Given text.
In ancient Rome, feast days were indicated on the calendar by red letters. To my mind, all poetry and art serves as a reminder that every day we wake together beneath the sun is a red-letter day.
– Steven Ratiner
Red Letter Poem #76
|
Gyre. Anemone. Colonnade. Crevasse. It’s a little like following footsteps in the sand: reading words. They lead us back to all the people whose minds once savored their meanings, all those in whose mouths these syllables once rested. For a moment, mid-sentence, you might have a sense of yourself on the long human caravan where, during the lonely nights, you can take your bearings by all those stellar words spoken before you even existed. And if you are of the inclination to put words to paper, you may even have an intimation of the linguistic markers you yourself are setting down which some other traveler may come across, sometime in the future.

Exercise 1.
Decide whether each statement agrees with the Red Letter Poem text. For each, answer yes or no and quote the deciding words.
(a) In ancient Rome, feast days were marked on the calendar in red letters.
(b) This entry is numbered Red Letter Poem #67.
(c) Reading words is compared to following footsteps in snow.
Exercise 2.
Answer these questions from the Red Letter Poem text.
(a) What name is given after the opening remarks on red-letter days?
(b) What four words open the paragraph that follows "Red Letter Poem #76"?
(c) By what can you take your bearings during the lonely nights?

Data excerpts.
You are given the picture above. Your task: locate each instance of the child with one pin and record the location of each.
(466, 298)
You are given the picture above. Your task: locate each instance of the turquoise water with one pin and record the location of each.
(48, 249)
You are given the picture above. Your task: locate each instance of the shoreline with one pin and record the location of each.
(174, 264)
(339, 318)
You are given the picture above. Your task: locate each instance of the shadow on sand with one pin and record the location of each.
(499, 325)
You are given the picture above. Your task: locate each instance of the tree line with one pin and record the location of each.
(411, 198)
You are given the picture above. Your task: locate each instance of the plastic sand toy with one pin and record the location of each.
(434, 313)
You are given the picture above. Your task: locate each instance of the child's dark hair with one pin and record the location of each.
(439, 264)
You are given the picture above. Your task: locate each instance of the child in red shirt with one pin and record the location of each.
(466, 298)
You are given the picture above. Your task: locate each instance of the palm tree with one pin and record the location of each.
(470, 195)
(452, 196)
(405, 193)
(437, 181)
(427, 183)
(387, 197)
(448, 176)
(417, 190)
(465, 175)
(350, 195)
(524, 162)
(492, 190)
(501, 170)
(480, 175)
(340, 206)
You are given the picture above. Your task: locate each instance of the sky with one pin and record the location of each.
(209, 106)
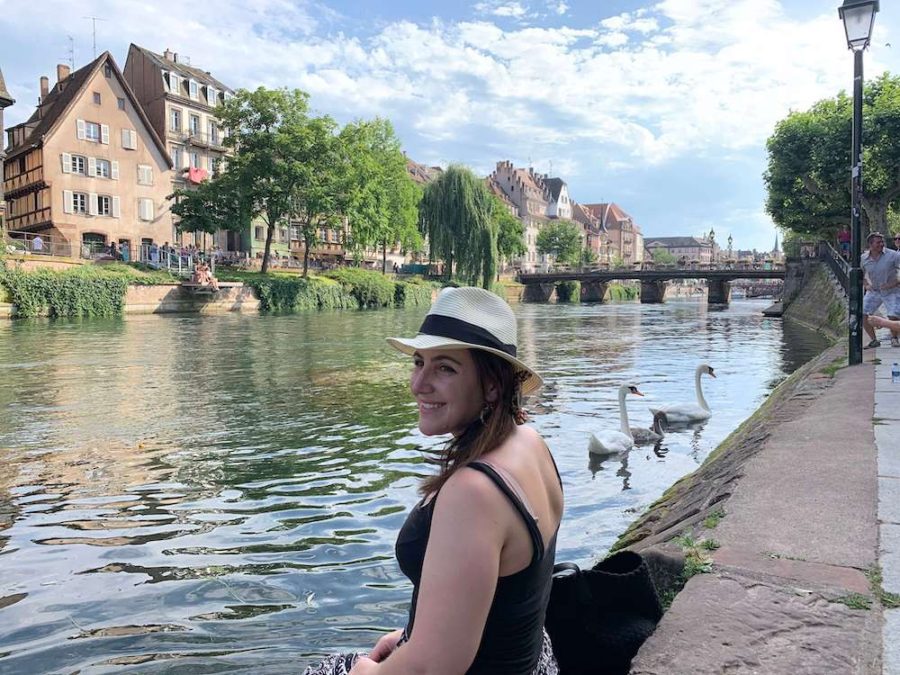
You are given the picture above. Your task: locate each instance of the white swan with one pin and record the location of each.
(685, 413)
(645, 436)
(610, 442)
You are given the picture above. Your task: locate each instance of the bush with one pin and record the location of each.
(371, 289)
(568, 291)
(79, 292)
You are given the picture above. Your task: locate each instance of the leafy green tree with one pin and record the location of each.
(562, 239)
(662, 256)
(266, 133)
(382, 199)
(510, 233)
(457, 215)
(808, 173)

==

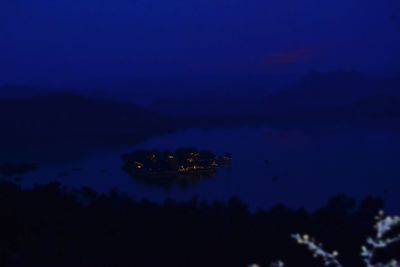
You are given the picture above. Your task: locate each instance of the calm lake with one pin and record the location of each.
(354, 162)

Task answer 1.
(a) Yes: "feast days were indicated on the calendar by red letters"
(b) No: "Red Letter Poem #76"
(c) No: "following footsteps in the sand"

Task answer 2.
(a) Steven Ratiner
(b) Gyre, Anemone, Colonnade, Crevasse
(c) By all those stellar words spoken before you even existed